_PASSAGE PROVIDED_:

A Wicked Pack of Cards: The Origins of the Occult Tarot
Ronald Decker,Thierry DePaulis, Michael Dummet
St. Martin’s Press, New York, NY, 1996

An acquaintance with the historical-critical method of Bible scholarship, even on the popular level (Bart Ehrman, for instance) is excellent prep for this book.

It is not about how to read the Tarot. The ancient Egyptians, the Rosicrucians, etc., do not appear in it, except as objects of ridicule.

Yes, I said ridicule. The authors give good snark, despite their dry erudition. Every chapter, from the introduction, “Imaginary Magi,” to the final “Papus and his Circle,” peels back another of the fairy-stories passed off as spiritual history – and their indignation glares from every page.

To begin with, the word Tarot is not derived from “Tar-Rho … which means royal road,” nor from “T’a’Rosh, the science of cosmogony,” which isn’t Egyptian either.

In fact, what we now know as the standard playing card deck came first, and the Major Arcana were originally common symbols, some of which we still understand (Justice, the Lovers, Death, for instance). Much of the Tarot lore attributed to De Gébelin was common currency among Freemasons in his day.

The entire book raises the issue of authenticity; of generations and layers of tradition versus a return to primeval truth, a “Protestantism” of divination, if you like. But the historical-critical truth about the Tarot is relatively trivial, making “Tarot fundamentalism” much more attractive than religious fundamentalism, for instance.

Decker, DePaulis, and Dummet are meticulously gossipy about all the great Tarot luminaries; suffice to say that all the glittering legends are stripped away, revealing a crew no more glamorous than you and me. The traditions of Tarot divination were established by grocers, hairdressers and Christian clergyman, just as other religious (“spiritual”?) traditions were established by fishermen, shepherds and caravan leaders.*

There is a great deal of painfully meticulous crawling along centuries-old paper trails.  The book is filled with obsessive detail about the movements, work history, and marriages of these linchpins of Tarot history, which is occasionally interesting.  For the lay reader, this is reminiscent of the begats in the Bible.

_PROVIDED DATA_:
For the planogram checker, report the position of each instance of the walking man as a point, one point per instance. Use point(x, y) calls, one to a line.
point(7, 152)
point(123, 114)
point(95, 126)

_INSTRUCTIONS_:
A - Please list the Major Arcana cards that the Tarot book review names as symbols we still understand.
B - According to the Tarot book review, which publisher brought out the book?
C - Pick up the Tarot book review after its final sentence and carry it on.

_PER-TASK ANSWERS_:
A - Justice, the Lovers, Death

B - St. Martin’s Press, New York, NY.

C -
In chapter 6, one-third of the way through the book, Mademoiselle LeNormand suddenly appears – but only because the divinatory cards associated with her have been miscalled Tarot:

Although she filled her books with anecdotes about her life and the people she met, and although many works have been published on her career – there are at least six biographies, not to mention dictionary entries – it is not easy to trace the real life of Mlle. LeNormand. Most of her assertions are spurious, many of her biographers are forgers, recognized or not.

The authors spend more ink on the publication data of LeNormand’s bibliography than on its contents, which are (perhaps deservingly) dismissed with a sneer. Mademoiselle LeNormand’s autobiography is a promotional item. She also wrote a biography of the Empress Josephine which had very little history in it. The authors are not at all impressed. She wrote a number of (largely inaccurate) prophecies about contemporary French politics, and promised even more. This chapter wades through about a million times more than I ever wanted to know about Mademoiselle LeNormand before finally getting to the subject of LeNormand cards.

The cards now called by her name were not invented by her and were certainly unknown to her; apparently she used many other divinatory systems – and, for that matter, many kinds of cards. These cards, and other decks intended solely for fortune telling, were designed only after her death. (One of these days I’ll open my new LeNormand card deck and compare it to the description given in this book.)

A designer whose name is unfamiliar to me, Edward Moulth, impresses the authors as the first author of a Tarot manual – that is, an instruction book about how to read the cards – who is both sincere and knowledgeable.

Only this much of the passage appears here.